## Task instructions
Reproduce the material below in full, swapping each occurrence of "position" for "location" and leaving everything else unchanged.

[Dataset items]
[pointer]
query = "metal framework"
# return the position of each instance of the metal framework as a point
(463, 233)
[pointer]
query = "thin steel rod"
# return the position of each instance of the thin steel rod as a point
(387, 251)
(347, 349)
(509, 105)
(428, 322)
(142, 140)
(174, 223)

## Worked solution
[pointer]
query = "metal framework"
# return the location of each instance of the metal framework as a point
(463, 233)
[pointer]
query = "thin steel rod"
# return the location of each instance of the thin steel rod as a point
(387, 251)
(347, 349)
(509, 105)
(428, 322)
(142, 140)
(174, 223)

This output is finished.